▸ **Set task**: Return verbatim every line of the records from the line containing "If you would be willing to indicate the green" through the final line of the records, inclusive.

## start Entries provided

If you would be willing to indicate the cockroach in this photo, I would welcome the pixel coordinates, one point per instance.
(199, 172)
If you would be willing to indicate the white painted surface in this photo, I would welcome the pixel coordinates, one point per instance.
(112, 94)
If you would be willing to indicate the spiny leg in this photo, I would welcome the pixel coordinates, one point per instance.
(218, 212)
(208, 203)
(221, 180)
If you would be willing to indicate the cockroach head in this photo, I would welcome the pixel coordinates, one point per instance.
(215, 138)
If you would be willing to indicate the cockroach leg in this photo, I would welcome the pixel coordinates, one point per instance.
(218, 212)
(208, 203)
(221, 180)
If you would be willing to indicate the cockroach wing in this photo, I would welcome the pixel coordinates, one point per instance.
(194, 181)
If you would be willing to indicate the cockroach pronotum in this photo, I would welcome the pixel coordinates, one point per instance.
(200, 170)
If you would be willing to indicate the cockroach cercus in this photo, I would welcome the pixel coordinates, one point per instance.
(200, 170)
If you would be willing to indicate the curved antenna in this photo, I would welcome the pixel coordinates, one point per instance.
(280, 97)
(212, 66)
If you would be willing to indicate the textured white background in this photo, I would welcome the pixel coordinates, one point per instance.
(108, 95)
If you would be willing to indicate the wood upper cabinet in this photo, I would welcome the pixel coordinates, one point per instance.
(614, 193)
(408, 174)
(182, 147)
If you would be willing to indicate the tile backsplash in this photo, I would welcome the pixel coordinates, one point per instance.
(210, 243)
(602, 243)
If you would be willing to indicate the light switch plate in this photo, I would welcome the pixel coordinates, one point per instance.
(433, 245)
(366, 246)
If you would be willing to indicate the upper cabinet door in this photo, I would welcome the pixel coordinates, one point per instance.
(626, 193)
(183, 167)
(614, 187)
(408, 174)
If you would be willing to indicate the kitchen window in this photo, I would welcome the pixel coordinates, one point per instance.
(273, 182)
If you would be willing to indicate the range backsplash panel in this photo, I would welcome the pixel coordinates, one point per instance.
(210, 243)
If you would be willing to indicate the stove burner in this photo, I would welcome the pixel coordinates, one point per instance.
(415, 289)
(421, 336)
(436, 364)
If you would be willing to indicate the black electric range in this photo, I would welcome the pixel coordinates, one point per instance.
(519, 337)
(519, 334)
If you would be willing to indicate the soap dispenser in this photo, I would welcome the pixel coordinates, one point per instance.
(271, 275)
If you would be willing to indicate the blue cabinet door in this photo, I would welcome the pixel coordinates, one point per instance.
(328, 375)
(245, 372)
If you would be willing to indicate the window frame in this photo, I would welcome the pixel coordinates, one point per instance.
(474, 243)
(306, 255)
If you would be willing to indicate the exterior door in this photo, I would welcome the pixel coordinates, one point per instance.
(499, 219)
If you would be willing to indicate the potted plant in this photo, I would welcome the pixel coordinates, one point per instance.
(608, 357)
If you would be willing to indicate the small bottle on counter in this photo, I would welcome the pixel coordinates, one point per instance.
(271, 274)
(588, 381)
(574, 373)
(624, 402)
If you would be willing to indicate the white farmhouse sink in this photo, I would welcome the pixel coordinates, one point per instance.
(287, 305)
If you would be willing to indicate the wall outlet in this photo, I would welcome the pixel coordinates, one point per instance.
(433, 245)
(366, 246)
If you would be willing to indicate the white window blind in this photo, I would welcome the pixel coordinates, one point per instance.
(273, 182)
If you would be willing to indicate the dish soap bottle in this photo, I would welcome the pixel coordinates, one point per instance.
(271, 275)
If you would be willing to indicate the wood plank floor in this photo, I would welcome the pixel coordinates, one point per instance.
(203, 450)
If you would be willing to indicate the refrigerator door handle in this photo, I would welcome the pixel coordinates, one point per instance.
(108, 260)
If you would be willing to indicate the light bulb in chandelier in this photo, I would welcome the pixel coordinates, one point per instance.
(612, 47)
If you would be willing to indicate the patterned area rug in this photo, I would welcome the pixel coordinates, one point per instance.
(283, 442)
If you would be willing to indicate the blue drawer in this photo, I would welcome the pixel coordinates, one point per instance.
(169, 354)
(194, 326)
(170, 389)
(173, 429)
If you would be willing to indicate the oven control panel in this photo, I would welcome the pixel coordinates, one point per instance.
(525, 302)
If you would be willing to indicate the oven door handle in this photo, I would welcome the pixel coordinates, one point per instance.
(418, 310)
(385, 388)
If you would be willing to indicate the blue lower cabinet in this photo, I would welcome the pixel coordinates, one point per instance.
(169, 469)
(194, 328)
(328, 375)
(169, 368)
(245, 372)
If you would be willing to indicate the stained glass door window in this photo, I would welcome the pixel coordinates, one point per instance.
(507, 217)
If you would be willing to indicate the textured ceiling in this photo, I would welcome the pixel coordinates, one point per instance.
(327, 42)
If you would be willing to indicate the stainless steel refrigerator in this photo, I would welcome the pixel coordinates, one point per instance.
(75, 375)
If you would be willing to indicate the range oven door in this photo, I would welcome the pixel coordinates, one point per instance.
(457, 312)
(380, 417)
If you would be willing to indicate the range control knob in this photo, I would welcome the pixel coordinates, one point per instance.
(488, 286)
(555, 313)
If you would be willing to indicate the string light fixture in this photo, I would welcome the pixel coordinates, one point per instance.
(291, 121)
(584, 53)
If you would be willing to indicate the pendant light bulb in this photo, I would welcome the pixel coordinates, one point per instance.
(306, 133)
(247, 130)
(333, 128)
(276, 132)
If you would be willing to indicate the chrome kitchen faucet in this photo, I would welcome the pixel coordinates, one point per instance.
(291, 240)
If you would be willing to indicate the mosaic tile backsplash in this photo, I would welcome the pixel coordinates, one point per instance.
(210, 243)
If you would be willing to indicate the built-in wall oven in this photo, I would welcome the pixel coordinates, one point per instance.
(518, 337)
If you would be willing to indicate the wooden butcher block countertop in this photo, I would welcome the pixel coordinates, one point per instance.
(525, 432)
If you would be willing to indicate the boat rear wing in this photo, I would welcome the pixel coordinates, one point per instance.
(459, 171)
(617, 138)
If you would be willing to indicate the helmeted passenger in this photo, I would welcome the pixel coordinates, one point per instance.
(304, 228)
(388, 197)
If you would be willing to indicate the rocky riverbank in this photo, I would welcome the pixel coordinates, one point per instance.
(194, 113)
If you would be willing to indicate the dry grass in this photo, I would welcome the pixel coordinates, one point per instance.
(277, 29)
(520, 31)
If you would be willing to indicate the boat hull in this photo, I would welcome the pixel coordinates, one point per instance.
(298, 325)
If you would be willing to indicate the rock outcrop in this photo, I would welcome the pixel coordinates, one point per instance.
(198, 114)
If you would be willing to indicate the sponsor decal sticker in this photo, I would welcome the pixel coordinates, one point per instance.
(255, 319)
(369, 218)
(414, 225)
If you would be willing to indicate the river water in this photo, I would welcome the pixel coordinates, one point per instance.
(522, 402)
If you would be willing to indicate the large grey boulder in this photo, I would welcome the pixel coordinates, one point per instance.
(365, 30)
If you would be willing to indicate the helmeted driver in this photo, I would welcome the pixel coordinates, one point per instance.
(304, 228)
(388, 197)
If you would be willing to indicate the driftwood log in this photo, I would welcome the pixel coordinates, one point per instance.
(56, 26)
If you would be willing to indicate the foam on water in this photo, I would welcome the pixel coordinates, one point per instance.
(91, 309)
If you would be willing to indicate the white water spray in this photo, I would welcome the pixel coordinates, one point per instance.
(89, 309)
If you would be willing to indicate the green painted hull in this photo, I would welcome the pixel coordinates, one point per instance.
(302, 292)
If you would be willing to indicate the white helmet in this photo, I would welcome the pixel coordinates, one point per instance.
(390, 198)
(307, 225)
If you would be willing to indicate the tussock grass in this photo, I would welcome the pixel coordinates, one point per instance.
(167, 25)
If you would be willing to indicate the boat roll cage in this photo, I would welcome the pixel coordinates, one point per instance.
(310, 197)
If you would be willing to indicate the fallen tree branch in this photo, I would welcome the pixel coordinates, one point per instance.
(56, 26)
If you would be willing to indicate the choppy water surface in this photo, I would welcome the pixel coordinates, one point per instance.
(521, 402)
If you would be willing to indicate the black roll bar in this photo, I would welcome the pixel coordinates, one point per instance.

## end Entries provided

▸ **The output**:
If you would be willing to indicate the green painted hull in this photo, I would welcome the pixel coordinates, one point per instance.
(302, 292)
If you would be willing to indicate the white helmet in this photo, I would welcome the pixel coordinates, one point per instance.
(390, 198)
(307, 225)
If you would be willing to indicate the tussock grass in this photo, I would welcome the pixel coordinates, one point per instance.
(167, 25)
If you would be willing to indicate the boat roll cage in this photo, I would welcome the pixel coordinates, one point per instance.
(310, 197)
If you would be willing to indicate the fallen tree branch in this photo, I would welcome the pixel coordinates, one point per instance.
(56, 26)
If you would be willing to indicate the choppy water surface in this photo, I would welcome the pixel coordinates, one point per instance.
(521, 402)
If you would be willing to indicate the black roll bar in this photo, I would welcome the pixel coordinates, one point per instance.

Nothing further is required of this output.